▸ **WORK INSTRUCTIONS**: Extend the blog post below about a farm wife's evening out in town, picking up right after its final sentence.

▸ **ARTICLE**:
Saturday, March 1, 2008

The Farm Wife Goes to Town

Our four kids are 10, 6, 4, and 2.

I don't get out much.

My dad invited me to dinner and a concert in town last night, and my husband graciously agreed to watch both the kids and the cows so that I could go.

My two-year-old was on to me when I traded my jeans for dress pants.

"You stay home, Mama," she told me, frowning.

"No, honey. I need to go to town," I said, meaning every word.

She contemplated my words for a moment before replying, "I get my shoes."

It took me a few more minutes to convince her that I would, in fact, be making the trip alone. She pouted with the proficiency that only a two-year-old possesses.

After kissing the kids and wishing their father luck, I enjoyed the hour-long drive to town in silence. I treated myself to my first haircut since August, and I made the obligatory trip to the grocery store. I usually make the trip twice a month, and each visit usually takes longer than an hour, but I found that I could breeze through the store in a slim 45 minutes without the "help" that I usually have.

▸ **COLLECTED MATERIAL**:
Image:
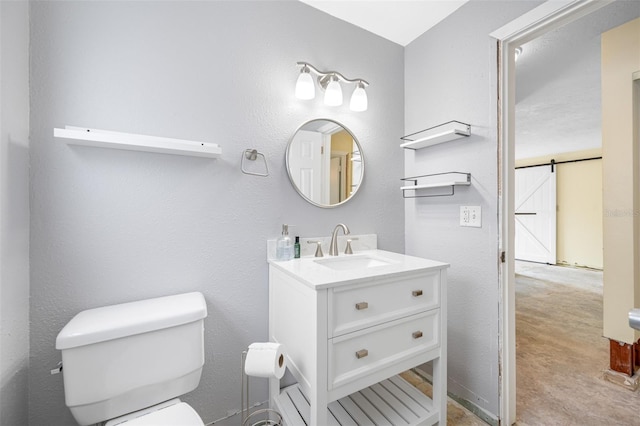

▸ **EXERCISE RESULT**:
I thoroughly enjoyed a dinner that I did not cook eaten on dishes that I did not wash. I wore jewelry without the threat of a toddler ripping my earlobe apart while grabbing an earring. I tapped my toes to musical selections that did not include "The Wheels on the Bus" or "Twinkle, Twinkle Little Star." The only dark point of the evening came when I realized that a googly eye had somehow glued itself to the back of my thigh, and I had been sporting it for more than two hours before I realized its presence.

Nonetheless, I returned home refreshed, renewed, and rejuvenated. I was happy to greet my kids this morning.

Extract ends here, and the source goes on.